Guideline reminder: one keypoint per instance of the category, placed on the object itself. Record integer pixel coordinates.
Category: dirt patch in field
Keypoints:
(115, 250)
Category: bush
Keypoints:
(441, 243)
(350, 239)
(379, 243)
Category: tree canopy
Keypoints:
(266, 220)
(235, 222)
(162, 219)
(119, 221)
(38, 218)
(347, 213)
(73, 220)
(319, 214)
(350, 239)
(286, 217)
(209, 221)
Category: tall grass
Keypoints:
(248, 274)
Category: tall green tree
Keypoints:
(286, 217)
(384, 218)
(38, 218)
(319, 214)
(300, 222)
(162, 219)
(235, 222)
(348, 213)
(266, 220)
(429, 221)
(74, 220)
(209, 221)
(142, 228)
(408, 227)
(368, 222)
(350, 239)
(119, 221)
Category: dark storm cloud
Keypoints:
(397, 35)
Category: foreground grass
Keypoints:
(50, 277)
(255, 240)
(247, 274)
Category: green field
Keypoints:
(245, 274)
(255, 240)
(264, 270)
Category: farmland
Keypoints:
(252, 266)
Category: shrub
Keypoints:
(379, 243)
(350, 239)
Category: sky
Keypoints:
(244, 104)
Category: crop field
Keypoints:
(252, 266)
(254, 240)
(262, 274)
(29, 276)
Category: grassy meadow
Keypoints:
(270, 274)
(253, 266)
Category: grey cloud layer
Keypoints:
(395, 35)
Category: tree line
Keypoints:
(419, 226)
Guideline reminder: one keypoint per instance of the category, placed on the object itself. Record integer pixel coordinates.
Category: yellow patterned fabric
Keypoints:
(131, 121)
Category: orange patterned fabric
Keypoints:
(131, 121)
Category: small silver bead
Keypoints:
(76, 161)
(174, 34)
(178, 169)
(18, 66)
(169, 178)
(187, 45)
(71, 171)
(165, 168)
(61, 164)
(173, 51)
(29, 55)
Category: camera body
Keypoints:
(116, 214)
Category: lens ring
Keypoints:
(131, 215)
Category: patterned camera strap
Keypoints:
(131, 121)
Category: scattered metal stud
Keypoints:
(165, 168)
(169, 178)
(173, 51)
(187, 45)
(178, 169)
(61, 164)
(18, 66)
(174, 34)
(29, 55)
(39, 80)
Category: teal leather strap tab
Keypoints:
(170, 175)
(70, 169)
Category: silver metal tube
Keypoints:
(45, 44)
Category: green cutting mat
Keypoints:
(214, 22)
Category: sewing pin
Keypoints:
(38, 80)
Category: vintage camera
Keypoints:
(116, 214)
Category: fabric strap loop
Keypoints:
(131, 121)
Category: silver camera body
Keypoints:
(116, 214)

_ _ _

> Work to complete
Transcribe every entry verbatim.

> Task output
Guideline reminder: one keypoint per instance of the category, placed on the object itself. Record integer pixel coordinates.
Category: dirt patch in field
Keypoints:
(115, 250)
Category: bush
Keypoints:
(441, 243)
(350, 239)
(379, 243)
Category: tree canopy
Keypoints:
(266, 220)
(235, 222)
(162, 219)
(119, 221)
(38, 218)
(347, 213)
(73, 220)
(319, 214)
(350, 239)
(286, 217)
(209, 221)
Category: tall grass
Keypoints:
(248, 274)
Category: tall green tree
Keypoints:
(286, 217)
(384, 218)
(38, 218)
(319, 214)
(300, 222)
(162, 219)
(235, 222)
(348, 213)
(266, 220)
(429, 221)
(74, 220)
(209, 221)
(142, 228)
(408, 227)
(368, 222)
(350, 239)
(119, 221)
Category: dark storm cloud
Keypoints:
(397, 35)
Category: foreground grass
Keypoints:
(50, 277)
(255, 240)
(247, 274)
Category: green field
Keypoints:
(245, 274)
(255, 240)
(264, 270)
Category: farmland
Keypoints:
(252, 266)
Category: shrub
Keypoints:
(379, 243)
(350, 239)
Category: sky
Keypoints:
(244, 104)
Category: crop field
Keypoints:
(252, 266)
(254, 240)
(262, 274)
(29, 276)
Category: grassy meadow
Keypoints:
(270, 274)
(253, 266)
Category: grey cloud layer
Keypoints:
(395, 35)
Category: tree line
Keypoints:
(419, 226)
Guideline reminder: one keypoint per instance of the category, placed on the object itself. Record integer pixel coordinates.
Category: yellow patterned fabric
Keypoints:
(131, 121)
Category: orange patterned fabric
Keypoints:
(131, 121)
Category: small silver bead
Keypoints:
(76, 161)
(174, 34)
(178, 169)
(18, 66)
(169, 178)
(187, 45)
(71, 171)
(165, 168)
(61, 164)
(173, 51)
(29, 55)
Category: camera body
Keypoints:
(116, 214)
Category: lens ring
Keypoints:
(131, 215)
Category: patterned camera strap
Keypoints:
(131, 121)
Category: scattered metal stud
Keypoints:
(165, 168)
(169, 178)
(173, 51)
(187, 45)
(178, 169)
(61, 164)
(18, 66)
(174, 34)
(29, 55)
(39, 80)
Category: teal leather strap tab
Keypoints:
(170, 175)
(70, 169)
Category: silver metal tube
Keypoints:
(45, 44)
Category: green cutting mat
Keypoints:
(214, 22)
Category: sewing pin
Keypoints:
(38, 80)
Category: vintage camera
Keypoints:
(116, 214)
Category: fabric strap loop
Keypoints:
(131, 121)
Category: silver camera body
Keypoints:
(116, 214)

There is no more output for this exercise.